Let’s start with a multiple choice question. It is a cold, wet February evening. You come home with your two kids after school. You stand in the hallway and contemplate your options. Do you put on the heating? It is freezing and your kids are reluctant to take off their coats. Perhaps you should make a cheap but nutritious dinner for them. They have been saying all the way home that they are “starving”. You could give them their night-time bath, because it is two days since they had their last one, or save the cost of the heating for some new winter boots – theirs are too tight and letting in water.
You can pick only one option.
When energy bills increase for millions in April, these decisions will become a stark reality for many. According to the thinktank the Resolution Foundation, the number of households living in “fuel stress” will rise by 2.5 million to 5 million. This is a staggering number to comprehend, so please think of your neighbours, your auntie, your best friend, your favourite teacher from school who might be in that position.
As for the measures announced by the government on Thursday to ameliorate the effects of the rise in the energy price cap, the words “too little, too late” and “poorly thought‑out” spring to mind.
Perhaps I should be writing this from a clear-eyed, journalistic point of view, but in fact I am writing this from a place of fury. You see, I grew up in extreme poverty. I know only too well the absolute degradation and hardship of poverty – particularly fuel poverty – when home isn’t a home, but a place that you avoid as long as possible, lingering in shopping centres or libraries, where you can stay warm for a little longer.
“It was just so warm and cosy. Our bed was right by the radiator.” This is what my mum always said when she recalled the women’s shelter we ended up in not long after I was born. For many, it wouldn’t be something worth mentioning, but if you have grown up poor – and in the cold, hard granite of Aberdeen, no less – warmth is memorable. Indeed, my grandmother and her sisters used to go down to the docks in their childhood to scavenge lumps of coal, earning the name “Torry seagulls”, after the working-class area where they grew up. I sometimes imagine that cold passing down through slow-moving blood, generation to generation, woman to woman. That is three generations for whom sleeping next to a radiator that you don’t worry about paying for is an anecdote worth repeating over and over, throughout your life, like meeting a celebrity.
After the women’s shelter, there was an unfurnished, uncarpeted council flat that no one wanted on a street no one would choose to live on. My single mum and I had only a coal fire. As a mum to a 15-month-old boy, I cannot imagine the stress of building a fire, keeping it going and ensuring it was safe. Or of lugging the coal up the front steps with a baby and a buggy. When I was a toddler, I came running through to tell my mum I had run a bath. I had filled our tub with coal. I understood that was where warmth came from, but not how.

━━━━━━━━

Rewrite the fuel poverty passage from "Perhaps I should" up to and including "a little longer.", changing "fury" to "rage".

━━━━━━━━

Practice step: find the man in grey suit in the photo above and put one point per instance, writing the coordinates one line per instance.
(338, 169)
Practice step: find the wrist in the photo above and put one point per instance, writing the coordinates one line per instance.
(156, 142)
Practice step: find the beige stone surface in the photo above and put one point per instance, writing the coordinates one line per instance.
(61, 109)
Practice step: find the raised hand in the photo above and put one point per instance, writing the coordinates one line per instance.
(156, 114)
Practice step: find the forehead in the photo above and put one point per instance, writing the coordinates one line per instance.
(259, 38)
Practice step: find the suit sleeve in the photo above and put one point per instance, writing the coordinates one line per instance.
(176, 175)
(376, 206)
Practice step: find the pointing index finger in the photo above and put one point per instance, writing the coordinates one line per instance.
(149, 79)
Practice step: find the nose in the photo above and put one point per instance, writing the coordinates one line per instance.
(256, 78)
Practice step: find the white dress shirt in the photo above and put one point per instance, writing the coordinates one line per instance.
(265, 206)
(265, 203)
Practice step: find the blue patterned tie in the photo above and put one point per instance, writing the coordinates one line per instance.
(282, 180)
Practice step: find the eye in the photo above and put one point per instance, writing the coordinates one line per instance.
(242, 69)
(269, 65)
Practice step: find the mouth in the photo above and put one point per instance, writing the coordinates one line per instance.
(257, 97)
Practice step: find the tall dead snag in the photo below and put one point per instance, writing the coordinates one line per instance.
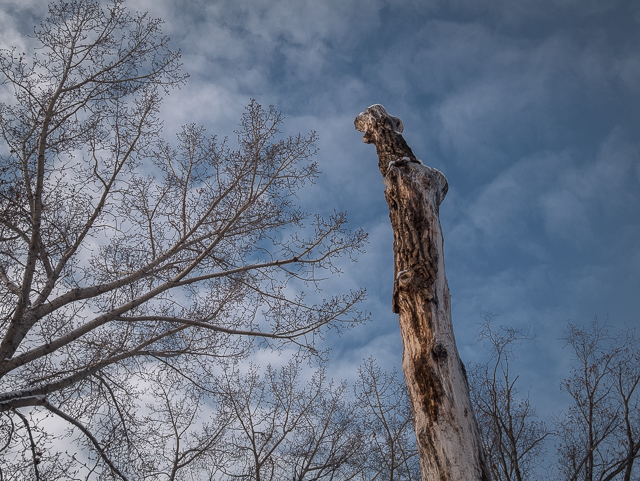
(448, 438)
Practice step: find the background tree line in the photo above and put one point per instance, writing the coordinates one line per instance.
(596, 438)
(137, 275)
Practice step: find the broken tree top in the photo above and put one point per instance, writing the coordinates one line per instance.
(385, 132)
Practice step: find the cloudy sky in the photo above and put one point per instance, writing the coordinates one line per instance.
(531, 108)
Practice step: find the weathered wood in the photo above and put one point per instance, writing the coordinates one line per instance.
(447, 434)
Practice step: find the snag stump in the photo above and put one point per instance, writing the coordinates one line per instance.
(448, 438)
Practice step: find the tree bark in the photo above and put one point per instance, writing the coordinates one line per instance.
(448, 438)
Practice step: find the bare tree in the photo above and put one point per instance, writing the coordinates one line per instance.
(513, 438)
(387, 425)
(282, 429)
(124, 257)
(448, 438)
(599, 436)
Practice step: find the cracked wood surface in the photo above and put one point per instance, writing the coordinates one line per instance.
(448, 438)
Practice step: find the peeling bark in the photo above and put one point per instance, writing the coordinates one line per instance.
(446, 431)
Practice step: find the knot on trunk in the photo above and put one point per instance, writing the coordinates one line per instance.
(385, 132)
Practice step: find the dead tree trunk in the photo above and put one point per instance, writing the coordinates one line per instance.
(447, 434)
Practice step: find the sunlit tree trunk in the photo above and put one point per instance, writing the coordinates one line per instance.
(448, 438)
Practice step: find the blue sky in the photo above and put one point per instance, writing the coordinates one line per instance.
(530, 108)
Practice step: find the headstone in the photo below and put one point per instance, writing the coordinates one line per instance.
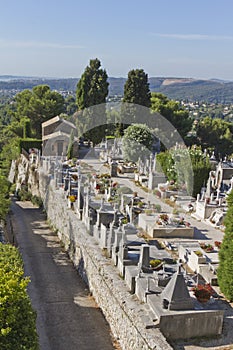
(175, 295)
(144, 260)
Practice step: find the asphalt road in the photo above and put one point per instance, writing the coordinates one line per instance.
(67, 316)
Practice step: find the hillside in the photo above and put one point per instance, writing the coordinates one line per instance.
(215, 91)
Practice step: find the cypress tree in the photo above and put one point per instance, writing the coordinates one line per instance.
(225, 275)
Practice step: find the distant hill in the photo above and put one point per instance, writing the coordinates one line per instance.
(214, 90)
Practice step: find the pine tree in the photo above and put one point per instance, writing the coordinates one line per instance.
(92, 90)
(225, 275)
(136, 89)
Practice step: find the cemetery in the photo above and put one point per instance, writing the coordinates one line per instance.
(136, 238)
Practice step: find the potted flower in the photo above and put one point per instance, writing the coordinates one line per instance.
(156, 263)
(203, 292)
(217, 244)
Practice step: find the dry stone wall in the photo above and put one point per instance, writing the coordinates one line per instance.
(131, 321)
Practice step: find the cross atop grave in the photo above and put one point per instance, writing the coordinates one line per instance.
(175, 295)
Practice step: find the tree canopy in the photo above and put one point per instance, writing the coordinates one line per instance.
(216, 134)
(172, 111)
(136, 88)
(92, 88)
(38, 105)
(137, 142)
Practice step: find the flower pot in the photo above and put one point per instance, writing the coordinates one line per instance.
(202, 300)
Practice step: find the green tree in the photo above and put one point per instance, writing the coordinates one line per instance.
(174, 164)
(17, 318)
(172, 111)
(137, 142)
(38, 105)
(225, 276)
(92, 90)
(136, 88)
(4, 197)
(216, 134)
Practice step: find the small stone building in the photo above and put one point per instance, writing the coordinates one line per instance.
(56, 136)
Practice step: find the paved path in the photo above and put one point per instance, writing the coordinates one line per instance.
(67, 317)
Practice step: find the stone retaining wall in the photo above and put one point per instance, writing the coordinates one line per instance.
(131, 322)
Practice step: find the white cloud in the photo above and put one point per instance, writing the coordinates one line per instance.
(193, 36)
(36, 44)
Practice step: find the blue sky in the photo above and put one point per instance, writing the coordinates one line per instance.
(176, 38)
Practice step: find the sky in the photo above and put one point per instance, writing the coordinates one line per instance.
(166, 38)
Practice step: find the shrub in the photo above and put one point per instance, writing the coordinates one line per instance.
(17, 318)
(37, 201)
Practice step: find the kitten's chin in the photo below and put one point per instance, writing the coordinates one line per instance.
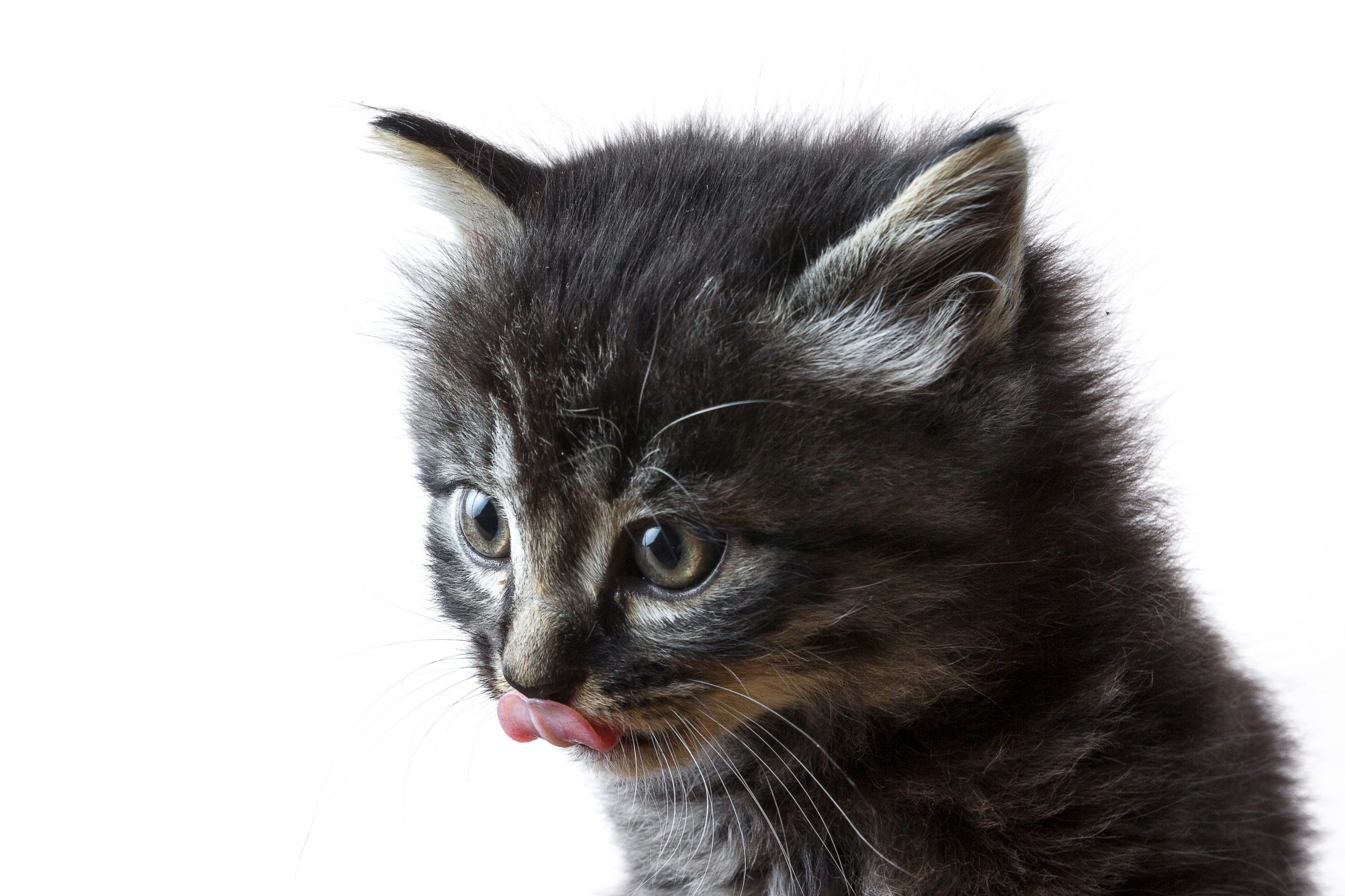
(642, 754)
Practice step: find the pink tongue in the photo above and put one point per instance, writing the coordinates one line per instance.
(525, 719)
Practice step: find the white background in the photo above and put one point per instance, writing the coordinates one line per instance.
(214, 611)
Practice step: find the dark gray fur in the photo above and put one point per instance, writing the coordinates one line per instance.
(993, 676)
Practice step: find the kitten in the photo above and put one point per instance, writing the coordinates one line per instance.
(783, 475)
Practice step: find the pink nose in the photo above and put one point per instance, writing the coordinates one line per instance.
(525, 719)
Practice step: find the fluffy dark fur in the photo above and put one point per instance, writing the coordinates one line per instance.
(949, 650)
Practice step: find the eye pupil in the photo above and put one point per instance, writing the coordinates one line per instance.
(670, 555)
(482, 524)
(665, 545)
(482, 510)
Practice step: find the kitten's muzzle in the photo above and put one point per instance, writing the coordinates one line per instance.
(556, 685)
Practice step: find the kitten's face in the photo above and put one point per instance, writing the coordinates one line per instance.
(677, 498)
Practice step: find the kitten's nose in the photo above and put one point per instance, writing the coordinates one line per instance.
(556, 686)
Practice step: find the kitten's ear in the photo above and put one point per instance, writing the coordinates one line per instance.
(472, 182)
(933, 275)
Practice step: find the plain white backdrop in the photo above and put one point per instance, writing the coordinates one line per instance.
(217, 662)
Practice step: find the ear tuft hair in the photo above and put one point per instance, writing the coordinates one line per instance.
(930, 277)
(474, 182)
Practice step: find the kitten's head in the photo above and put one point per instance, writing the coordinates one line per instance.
(716, 423)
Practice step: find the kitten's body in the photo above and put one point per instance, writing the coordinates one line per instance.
(947, 650)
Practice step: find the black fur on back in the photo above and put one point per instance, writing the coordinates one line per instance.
(993, 676)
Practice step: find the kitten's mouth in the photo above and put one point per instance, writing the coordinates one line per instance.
(525, 719)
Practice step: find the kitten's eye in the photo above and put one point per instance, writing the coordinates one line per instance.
(670, 556)
(483, 525)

━━━━━━━━

[WRITTEN ANSWER]:
Perhaps I should be writing this from a clear-eyed, journalistic point of view, but in fact I am writing this from a place of rage. You see, I grew up in extreme poverty. I know only too well the absolute degradation and hardship of poverty – particularly fuel poverty – when home isn’t a home, but a place that you avoid as long as possible, lingering in shopping centres or libraries, where you can stay warm for a little longer.